[Selected excerpt]
I’ve been there and done that around 14 years ago and as much as it’s enjoyable – if you want to progress your physique more effectively I suggest an upper/lower body split routine like this for example:
Monday – Upper body 1
Tuesday – Lower body 1
Wednesday – Rest
Thursday – Upper body 2
Friday – Lower body 2
Weekends – you could incorporate an upper 3 session, or some technique work for example. Of course don’t forget – dancing shoes on for some cardio.
Armed with a split like this starting out on your lifting career, you’ll be able to build muscle far quicker by using a lower volume approach and an increased frequency of up to 3 times per week per muscle group. This in turn increases your opportunities for protein synthesis and growth. Please note that upper and lower (2) would be different workouts focusing on different movements.
On an upper/lower split you could train chest up to 3 times per week compared with once per week on the 5 day split routine. That’s 36 sessions in 12 weeks compared with just 12 if you stick to a 5-day split protocol. I wonder who would have had the best physique adaptations in that 12-week period?
I recommend 1 compound exercise for chest, back, shoulders and perhaps one isolation exercise for biceps and triceps.
You could also add an isolation movement to chest/back/shoulders dependant on recovery for the next session. 1-2 work sets would be adequate here. As a beginner you will see far greater benefits focusing on stimulating large muscle groups compared with high volume isolation work.
You could progress with an upper/lower split for 3 months if your recovery and progression is on point – then you may reach a point where you want to increase training volume per session to promote more growth. At this point in time you will have a really good base to work with. You may then consider a push/pull/legs split. I’m a huge fan of this split routine and still use it now on a regular basis. For example if recovery was optimal you could perform:
Monday – Push (chest, shoulders and triceps)
Tuesday – Pull (back development and biceps)
Wednesday – Legs (quadriceps, hamstrings and calves)
Thursday – Rest
Friday – Push 2
Saturday – Pull 2
Sunday – Legs 2
In the above split you are still hitting muscle groups twice per week but it would be with increased volume but still high intensity. I suggest you don’t increase the volume too high, as it would hinder recovery for the next sessions. I suggest 5-6 exercises maximum per session with 2-3 working sets per exercise. Recovery is essential for progression.
For hypertrophy I recommend working amongst a spectrum of rep ranges anywhere from 5-6 reps (when completing occasional strength work) to 10-20 reps. Utilising different techniques to promote muscle growth (please check my last blog on The Core™ – ‘exercises for big results’, which explores this further).
Progressive Overload / Log Booking
I’m really boring and probably mention this in most of my blogs. But it’s one of the most important aspects of being smarter around programming. Record your workouts and programming. Aim to beat your lifts and/or reps every time you repeat a workout. This in turn will increase the stress on your muscles over time thus promoting a growth response. If you push your body to places it hasn’t been before – you will see results that you’ve never had before.
Listen to your Body
I know that sounds like something your Mum would say. But it’s really important in programming and self-preservation. The goal for me is always to be progressing strength and size. But don’t be disheartened if this doesn’t happen every single session. Some days you will just need an extra day off the gym to let your nervous system recover or to stop aching. If you push yourself too hard when you weren’t feeling it and subsequently pick up an injury, then you’ve taken several steps backwards.
If it’s not broken don’t fix it
There is no real set time for a programme period – just guidelines. My advice is that if your lifts are progressing weekly and recovery is optimal, resume your current programme until you max it out. That could be anywhere from 3 months to a year. The most important thing is to set a programme that coincides with your goal. Throw in some good intensity and consistency – the rest will be history.

[Assignment] Please rewrite the workout article starting at "On an upper/lower" and ending at "biceps and triceps.", replacing "compound exercise" with "multi-joint exercise". The records have nothing to do with the workout article.

[Supplied records]
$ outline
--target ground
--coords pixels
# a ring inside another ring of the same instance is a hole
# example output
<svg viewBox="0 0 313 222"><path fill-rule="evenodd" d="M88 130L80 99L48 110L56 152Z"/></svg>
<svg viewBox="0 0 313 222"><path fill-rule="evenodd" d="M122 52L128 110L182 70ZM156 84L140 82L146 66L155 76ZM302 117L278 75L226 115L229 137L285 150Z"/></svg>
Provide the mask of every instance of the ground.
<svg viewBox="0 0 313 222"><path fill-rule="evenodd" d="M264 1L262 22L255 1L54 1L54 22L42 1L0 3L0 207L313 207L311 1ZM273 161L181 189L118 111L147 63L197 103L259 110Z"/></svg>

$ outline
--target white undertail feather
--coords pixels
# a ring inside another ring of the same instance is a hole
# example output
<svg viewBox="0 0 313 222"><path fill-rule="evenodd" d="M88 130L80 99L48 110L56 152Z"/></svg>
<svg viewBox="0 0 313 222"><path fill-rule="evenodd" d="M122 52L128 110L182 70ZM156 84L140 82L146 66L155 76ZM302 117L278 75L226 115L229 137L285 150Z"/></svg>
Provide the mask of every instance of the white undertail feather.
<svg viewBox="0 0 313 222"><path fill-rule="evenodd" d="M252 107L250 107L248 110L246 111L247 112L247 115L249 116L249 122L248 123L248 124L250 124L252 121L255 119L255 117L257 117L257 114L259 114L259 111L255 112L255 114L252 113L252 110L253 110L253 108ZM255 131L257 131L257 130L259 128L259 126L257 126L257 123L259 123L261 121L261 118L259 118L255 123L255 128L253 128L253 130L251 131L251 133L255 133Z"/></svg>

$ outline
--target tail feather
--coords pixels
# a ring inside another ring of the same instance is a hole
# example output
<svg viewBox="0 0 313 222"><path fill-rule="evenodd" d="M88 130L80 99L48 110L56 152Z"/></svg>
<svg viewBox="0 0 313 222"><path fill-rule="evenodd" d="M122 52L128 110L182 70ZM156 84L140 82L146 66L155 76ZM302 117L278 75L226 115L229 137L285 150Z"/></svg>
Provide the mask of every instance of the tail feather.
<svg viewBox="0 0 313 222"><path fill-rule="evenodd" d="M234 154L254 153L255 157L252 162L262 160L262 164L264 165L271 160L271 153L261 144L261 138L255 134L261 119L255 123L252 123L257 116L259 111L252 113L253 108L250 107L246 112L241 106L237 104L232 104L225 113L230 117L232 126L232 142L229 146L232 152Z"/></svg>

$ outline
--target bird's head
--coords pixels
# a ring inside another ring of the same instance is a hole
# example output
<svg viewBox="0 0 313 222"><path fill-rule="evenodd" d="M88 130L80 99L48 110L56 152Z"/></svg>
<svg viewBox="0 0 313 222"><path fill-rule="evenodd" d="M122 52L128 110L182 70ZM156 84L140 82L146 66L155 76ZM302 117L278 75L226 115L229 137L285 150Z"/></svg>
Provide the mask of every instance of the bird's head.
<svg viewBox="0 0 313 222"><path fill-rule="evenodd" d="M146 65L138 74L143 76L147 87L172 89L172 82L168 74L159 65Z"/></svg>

[Task output]
On an upper/lower split you could train chest up to 3 times per week compared with once per week on the 5 day split routine. That’s 36 sessions in 12 weeks compared with just 12 if you stick to a 5-day split protocol. I wonder who would have had the best physique adaptations in that 12-week period?
I recommend 1 multi-joint exercise for chest, back, shoulders and perhaps one isolation exercise for biceps and triceps.